Saved data entries
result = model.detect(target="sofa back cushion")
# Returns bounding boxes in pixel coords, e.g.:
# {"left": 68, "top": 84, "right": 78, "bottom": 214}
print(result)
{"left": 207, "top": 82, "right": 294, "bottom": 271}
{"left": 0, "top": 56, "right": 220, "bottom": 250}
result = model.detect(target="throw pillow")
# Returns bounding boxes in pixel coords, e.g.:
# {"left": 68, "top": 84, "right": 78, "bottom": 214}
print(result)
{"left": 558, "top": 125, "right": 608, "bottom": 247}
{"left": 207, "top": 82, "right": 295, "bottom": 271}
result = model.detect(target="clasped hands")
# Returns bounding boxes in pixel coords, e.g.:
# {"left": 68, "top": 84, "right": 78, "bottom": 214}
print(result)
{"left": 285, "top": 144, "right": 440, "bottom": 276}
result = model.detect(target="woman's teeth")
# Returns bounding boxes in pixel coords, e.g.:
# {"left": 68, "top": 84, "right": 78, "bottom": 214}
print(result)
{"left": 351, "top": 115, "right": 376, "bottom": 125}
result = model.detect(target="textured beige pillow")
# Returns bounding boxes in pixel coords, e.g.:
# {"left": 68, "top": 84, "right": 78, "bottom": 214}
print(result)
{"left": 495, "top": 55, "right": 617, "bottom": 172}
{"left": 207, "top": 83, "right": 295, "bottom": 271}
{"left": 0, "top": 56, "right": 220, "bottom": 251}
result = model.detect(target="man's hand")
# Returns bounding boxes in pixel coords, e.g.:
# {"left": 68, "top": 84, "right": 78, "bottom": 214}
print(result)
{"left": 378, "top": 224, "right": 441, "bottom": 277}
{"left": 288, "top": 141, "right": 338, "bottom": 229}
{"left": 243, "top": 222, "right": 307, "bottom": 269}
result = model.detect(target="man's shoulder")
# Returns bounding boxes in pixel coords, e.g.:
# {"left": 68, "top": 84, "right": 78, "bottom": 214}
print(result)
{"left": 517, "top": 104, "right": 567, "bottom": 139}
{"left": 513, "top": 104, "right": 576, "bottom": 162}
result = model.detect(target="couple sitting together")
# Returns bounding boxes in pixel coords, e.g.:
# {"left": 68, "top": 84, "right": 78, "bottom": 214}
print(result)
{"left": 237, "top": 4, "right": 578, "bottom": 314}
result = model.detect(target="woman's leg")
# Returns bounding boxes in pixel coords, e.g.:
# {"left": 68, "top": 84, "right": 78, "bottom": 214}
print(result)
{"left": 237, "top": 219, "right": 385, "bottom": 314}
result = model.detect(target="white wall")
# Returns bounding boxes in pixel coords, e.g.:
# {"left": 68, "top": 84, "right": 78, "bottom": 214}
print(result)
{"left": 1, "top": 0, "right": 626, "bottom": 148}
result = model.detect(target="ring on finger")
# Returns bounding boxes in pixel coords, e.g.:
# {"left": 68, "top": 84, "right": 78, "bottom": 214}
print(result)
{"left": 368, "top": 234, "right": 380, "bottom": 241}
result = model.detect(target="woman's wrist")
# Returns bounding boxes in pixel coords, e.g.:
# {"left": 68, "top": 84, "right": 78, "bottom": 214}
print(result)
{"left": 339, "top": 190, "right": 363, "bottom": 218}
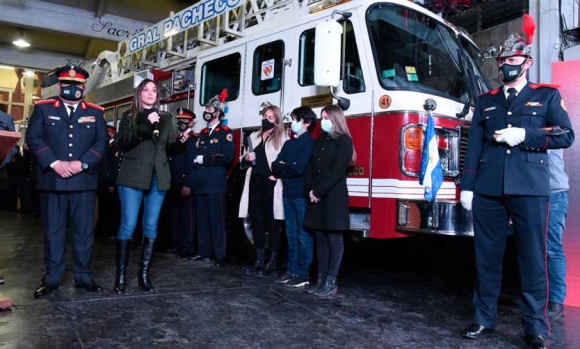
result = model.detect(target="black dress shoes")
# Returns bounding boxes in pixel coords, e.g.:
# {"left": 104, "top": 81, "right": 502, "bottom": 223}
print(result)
{"left": 548, "top": 302, "right": 564, "bottom": 319}
{"left": 34, "top": 283, "right": 58, "bottom": 299}
{"left": 461, "top": 323, "right": 493, "bottom": 339}
{"left": 75, "top": 281, "right": 104, "bottom": 292}
{"left": 525, "top": 334, "right": 549, "bottom": 349}
{"left": 214, "top": 259, "right": 226, "bottom": 267}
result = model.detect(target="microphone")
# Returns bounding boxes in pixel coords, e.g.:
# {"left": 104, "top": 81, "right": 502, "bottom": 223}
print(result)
{"left": 148, "top": 108, "right": 160, "bottom": 137}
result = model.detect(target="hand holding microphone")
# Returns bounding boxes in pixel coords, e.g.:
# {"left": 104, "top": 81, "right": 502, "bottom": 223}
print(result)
{"left": 147, "top": 111, "right": 160, "bottom": 137}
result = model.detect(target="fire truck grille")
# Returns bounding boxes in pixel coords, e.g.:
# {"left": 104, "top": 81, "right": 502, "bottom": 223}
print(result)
{"left": 458, "top": 125, "right": 470, "bottom": 182}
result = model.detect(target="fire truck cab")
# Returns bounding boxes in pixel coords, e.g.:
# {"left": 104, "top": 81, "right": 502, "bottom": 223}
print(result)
{"left": 85, "top": 0, "right": 492, "bottom": 241}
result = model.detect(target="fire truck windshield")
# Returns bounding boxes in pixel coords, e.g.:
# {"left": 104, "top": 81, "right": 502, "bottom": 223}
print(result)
{"left": 367, "top": 4, "right": 486, "bottom": 102}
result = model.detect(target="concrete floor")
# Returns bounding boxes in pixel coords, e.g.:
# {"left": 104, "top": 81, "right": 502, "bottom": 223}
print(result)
{"left": 1, "top": 210, "right": 579, "bottom": 349}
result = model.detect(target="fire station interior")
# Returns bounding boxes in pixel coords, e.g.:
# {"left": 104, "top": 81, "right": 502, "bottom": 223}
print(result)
{"left": 1, "top": 0, "right": 580, "bottom": 348}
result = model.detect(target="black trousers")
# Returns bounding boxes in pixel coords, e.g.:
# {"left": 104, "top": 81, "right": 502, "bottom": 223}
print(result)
{"left": 248, "top": 175, "right": 280, "bottom": 251}
{"left": 472, "top": 194, "right": 549, "bottom": 336}
{"left": 315, "top": 230, "right": 344, "bottom": 278}
{"left": 173, "top": 191, "right": 196, "bottom": 253}
{"left": 39, "top": 190, "right": 97, "bottom": 285}
{"left": 196, "top": 192, "right": 227, "bottom": 260}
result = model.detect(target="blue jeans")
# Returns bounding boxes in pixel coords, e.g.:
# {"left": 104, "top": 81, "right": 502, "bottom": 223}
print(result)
{"left": 117, "top": 175, "right": 167, "bottom": 240}
{"left": 283, "top": 197, "right": 313, "bottom": 279}
{"left": 547, "top": 191, "right": 569, "bottom": 304}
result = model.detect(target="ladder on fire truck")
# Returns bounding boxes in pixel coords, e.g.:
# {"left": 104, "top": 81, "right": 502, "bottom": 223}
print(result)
{"left": 91, "top": 0, "right": 334, "bottom": 90}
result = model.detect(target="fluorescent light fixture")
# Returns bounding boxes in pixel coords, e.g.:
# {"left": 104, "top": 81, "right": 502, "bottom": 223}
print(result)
{"left": 25, "top": 70, "right": 36, "bottom": 77}
{"left": 13, "top": 38, "right": 31, "bottom": 48}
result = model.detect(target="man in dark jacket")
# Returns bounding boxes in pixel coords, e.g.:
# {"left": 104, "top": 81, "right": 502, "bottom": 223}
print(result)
{"left": 26, "top": 65, "right": 108, "bottom": 298}
{"left": 96, "top": 124, "right": 120, "bottom": 238}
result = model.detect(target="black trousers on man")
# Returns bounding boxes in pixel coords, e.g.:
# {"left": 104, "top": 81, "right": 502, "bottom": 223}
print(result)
{"left": 40, "top": 190, "right": 96, "bottom": 286}
{"left": 196, "top": 193, "right": 226, "bottom": 261}
{"left": 472, "top": 194, "right": 550, "bottom": 337}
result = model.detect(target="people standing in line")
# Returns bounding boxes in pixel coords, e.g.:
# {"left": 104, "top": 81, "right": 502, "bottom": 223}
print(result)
{"left": 168, "top": 108, "right": 199, "bottom": 259}
{"left": 26, "top": 66, "right": 108, "bottom": 298}
{"left": 192, "top": 90, "right": 234, "bottom": 267}
{"left": 304, "top": 105, "right": 355, "bottom": 297}
{"left": 96, "top": 124, "right": 121, "bottom": 239}
{"left": 459, "top": 30, "right": 574, "bottom": 349}
{"left": 546, "top": 149, "right": 569, "bottom": 320}
{"left": 271, "top": 106, "right": 316, "bottom": 288}
{"left": 239, "top": 104, "right": 287, "bottom": 278}
{"left": 113, "top": 79, "right": 175, "bottom": 293}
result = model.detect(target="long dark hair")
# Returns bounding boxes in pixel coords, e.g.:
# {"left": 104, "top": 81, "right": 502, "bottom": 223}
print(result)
{"left": 130, "top": 79, "right": 160, "bottom": 114}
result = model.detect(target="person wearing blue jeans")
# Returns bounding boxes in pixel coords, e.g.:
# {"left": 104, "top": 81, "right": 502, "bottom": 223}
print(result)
{"left": 547, "top": 149, "right": 569, "bottom": 319}
{"left": 272, "top": 106, "right": 316, "bottom": 287}
{"left": 114, "top": 79, "right": 175, "bottom": 293}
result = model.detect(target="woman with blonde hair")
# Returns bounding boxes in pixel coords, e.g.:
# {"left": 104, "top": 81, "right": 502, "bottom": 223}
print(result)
{"left": 239, "top": 105, "right": 288, "bottom": 278}
{"left": 304, "top": 104, "right": 355, "bottom": 296}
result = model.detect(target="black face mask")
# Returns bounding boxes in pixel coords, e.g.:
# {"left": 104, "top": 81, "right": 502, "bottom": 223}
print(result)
{"left": 262, "top": 119, "right": 275, "bottom": 131}
{"left": 500, "top": 61, "right": 526, "bottom": 83}
{"left": 203, "top": 111, "right": 216, "bottom": 122}
{"left": 60, "top": 84, "right": 84, "bottom": 101}
{"left": 177, "top": 120, "right": 190, "bottom": 131}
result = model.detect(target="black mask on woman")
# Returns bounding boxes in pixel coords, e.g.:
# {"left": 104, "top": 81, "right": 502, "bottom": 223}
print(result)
{"left": 262, "top": 119, "right": 275, "bottom": 131}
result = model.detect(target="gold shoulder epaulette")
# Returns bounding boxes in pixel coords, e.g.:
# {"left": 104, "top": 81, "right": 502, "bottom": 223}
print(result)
{"left": 34, "top": 99, "right": 57, "bottom": 105}
{"left": 85, "top": 102, "right": 105, "bottom": 111}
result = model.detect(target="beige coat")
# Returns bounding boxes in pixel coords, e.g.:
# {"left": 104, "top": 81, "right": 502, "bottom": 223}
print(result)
{"left": 238, "top": 130, "right": 287, "bottom": 220}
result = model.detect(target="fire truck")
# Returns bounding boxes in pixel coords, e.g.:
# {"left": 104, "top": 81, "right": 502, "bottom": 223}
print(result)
{"left": 84, "top": 0, "right": 492, "bottom": 240}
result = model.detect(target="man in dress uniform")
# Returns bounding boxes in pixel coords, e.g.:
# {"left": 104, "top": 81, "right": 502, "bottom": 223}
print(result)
{"left": 192, "top": 90, "right": 234, "bottom": 266}
{"left": 167, "top": 108, "right": 198, "bottom": 259}
{"left": 26, "top": 65, "right": 108, "bottom": 298}
{"left": 459, "top": 26, "right": 574, "bottom": 349}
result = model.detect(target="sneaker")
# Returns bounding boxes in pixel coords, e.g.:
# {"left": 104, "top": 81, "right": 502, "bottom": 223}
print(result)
{"left": 548, "top": 302, "right": 564, "bottom": 319}
{"left": 274, "top": 271, "right": 293, "bottom": 284}
{"left": 285, "top": 276, "right": 309, "bottom": 288}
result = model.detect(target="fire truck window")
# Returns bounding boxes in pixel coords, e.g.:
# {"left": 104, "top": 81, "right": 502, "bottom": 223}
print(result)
{"left": 366, "top": 4, "right": 472, "bottom": 102}
{"left": 252, "top": 40, "right": 285, "bottom": 96}
{"left": 199, "top": 52, "right": 241, "bottom": 107}
{"left": 341, "top": 20, "right": 365, "bottom": 94}
{"left": 298, "top": 29, "right": 315, "bottom": 87}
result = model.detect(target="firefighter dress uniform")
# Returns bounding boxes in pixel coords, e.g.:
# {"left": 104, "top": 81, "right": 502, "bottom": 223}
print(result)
{"left": 26, "top": 66, "right": 107, "bottom": 295}
{"left": 461, "top": 83, "right": 574, "bottom": 337}
{"left": 195, "top": 122, "right": 234, "bottom": 263}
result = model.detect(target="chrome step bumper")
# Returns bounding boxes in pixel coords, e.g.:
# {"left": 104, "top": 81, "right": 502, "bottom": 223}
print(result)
{"left": 396, "top": 199, "right": 474, "bottom": 237}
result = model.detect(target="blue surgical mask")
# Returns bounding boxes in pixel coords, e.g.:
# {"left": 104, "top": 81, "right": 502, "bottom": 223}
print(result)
{"left": 291, "top": 120, "right": 304, "bottom": 135}
{"left": 321, "top": 119, "right": 333, "bottom": 133}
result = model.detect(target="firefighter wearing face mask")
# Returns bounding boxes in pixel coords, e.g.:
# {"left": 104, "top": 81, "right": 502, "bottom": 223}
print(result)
{"left": 191, "top": 90, "right": 234, "bottom": 266}
{"left": 459, "top": 18, "right": 574, "bottom": 349}
{"left": 26, "top": 65, "right": 108, "bottom": 298}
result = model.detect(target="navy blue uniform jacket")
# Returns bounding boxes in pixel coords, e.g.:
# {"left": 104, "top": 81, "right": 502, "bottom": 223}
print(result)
{"left": 195, "top": 123, "right": 234, "bottom": 194}
{"left": 461, "top": 83, "right": 574, "bottom": 196}
{"left": 26, "top": 98, "right": 107, "bottom": 191}
{"left": 169, "top": 133, "right": 199, "bottom": 190}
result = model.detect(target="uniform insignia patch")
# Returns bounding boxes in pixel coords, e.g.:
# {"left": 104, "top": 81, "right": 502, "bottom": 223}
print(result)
{"left": 78, "top": 116, "right": 96, "bottom": 123}
{"left": 214, "top": 127, "right": 221, "bottom": 132}
{"left": 210, "top": 138, "right": 219, "bottom": 144}
{"left": 525, "top": 102, "right": 542, "bottom": 107}
{"left": 561, "top": 99, "right": 568, "bottom": 112}
{"left": 226, "top": 134, "right": 233, "bottom": 142}
{"left": 484, "top": 106, "right": 496, "bottom": 112}
{"left": 48, "top": 116, "right": 60, "bottom": 120}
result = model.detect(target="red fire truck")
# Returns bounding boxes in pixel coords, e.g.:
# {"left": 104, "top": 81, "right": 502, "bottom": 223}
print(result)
{"left": 84, "top": 0, "right": 492, "bottom": 240}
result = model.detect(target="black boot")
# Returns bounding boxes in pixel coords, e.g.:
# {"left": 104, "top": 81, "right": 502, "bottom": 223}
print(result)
{"left": 113, "top": 239, "right": 131, "bottom": 293}
{"left": 307, "top": 273, "right": 326, "bottom": 294}
{"left": 257, "top": 252, "right": 277, "bottom": 279}
{"left": 138, "top": 237, "right": 155, "bottom": 292}
{"left": 312, "top": 275, "right": 337, "bottom": 297}
{"left": 244, "top": 248, "right": 265, "bottom": 276}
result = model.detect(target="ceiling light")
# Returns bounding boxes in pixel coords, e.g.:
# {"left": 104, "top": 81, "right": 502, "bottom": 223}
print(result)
{"left": 13, "top": 33, "right": 31, "bottom": 48}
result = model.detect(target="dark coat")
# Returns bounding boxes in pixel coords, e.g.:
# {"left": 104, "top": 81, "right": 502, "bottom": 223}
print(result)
{"left": 461, "top": 82, "right": 574, "bottom": 196}
{"left": 303, "top": 133, "right": 353, "bottom": 231}
{"left": 195, "top": 122, "right": 235, "bottom": 194}
{"left": 168, "top": 133, "right": 199, "bottom": 189}
{"left": 271, "top": 132, "right": 314, "bottom": 199}
{"left": 26, "top": 98, "right": 108, "bottom": 191}
{"left": 116, "top": 109, "right": 175, "bottom": 190}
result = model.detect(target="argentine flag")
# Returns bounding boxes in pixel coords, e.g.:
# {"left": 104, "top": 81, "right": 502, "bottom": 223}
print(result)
{"left": 419, "top": 112, "right": 443, "bottom": 202}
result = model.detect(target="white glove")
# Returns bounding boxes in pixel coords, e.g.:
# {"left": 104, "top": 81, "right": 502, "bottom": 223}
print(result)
{"left": 494, "top": 127, "right": 526, "bottom": 147}
{"left": 194, "top": 155, "right": 204, "bottom": 164}
{"left": 460, "top": 190, "right": 474, "bottom": 211}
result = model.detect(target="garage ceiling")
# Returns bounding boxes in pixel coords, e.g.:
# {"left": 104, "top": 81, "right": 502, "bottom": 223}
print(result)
{"left": 0, "top": 0, "right": 526, "bottom": 72}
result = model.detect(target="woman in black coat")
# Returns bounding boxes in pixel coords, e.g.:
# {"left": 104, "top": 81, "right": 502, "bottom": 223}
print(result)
{"left": 113, "top": 79, "right": 174, "bottom": 293}
{"left": 304, "top": 104, "right": 355, "bottom": 297}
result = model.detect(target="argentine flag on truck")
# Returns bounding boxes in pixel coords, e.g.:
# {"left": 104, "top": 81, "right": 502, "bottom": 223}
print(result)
{"left": 419, "top": 112, "right": 443, "bottom": 202}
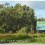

> [How to complete this task]
What lines in the data above contain the word "woman"? Show them all.

> [Solution to the problem]
result = model.detect(target="woman's teeth")
result = model.detect(target="woman's leg")
result = model.detect(target="woman's wrist")
result = model.detect(target="woman with blonde hair")
result = model.detect(target="black mask on woman")
result = model.detect(target="woman in black coat")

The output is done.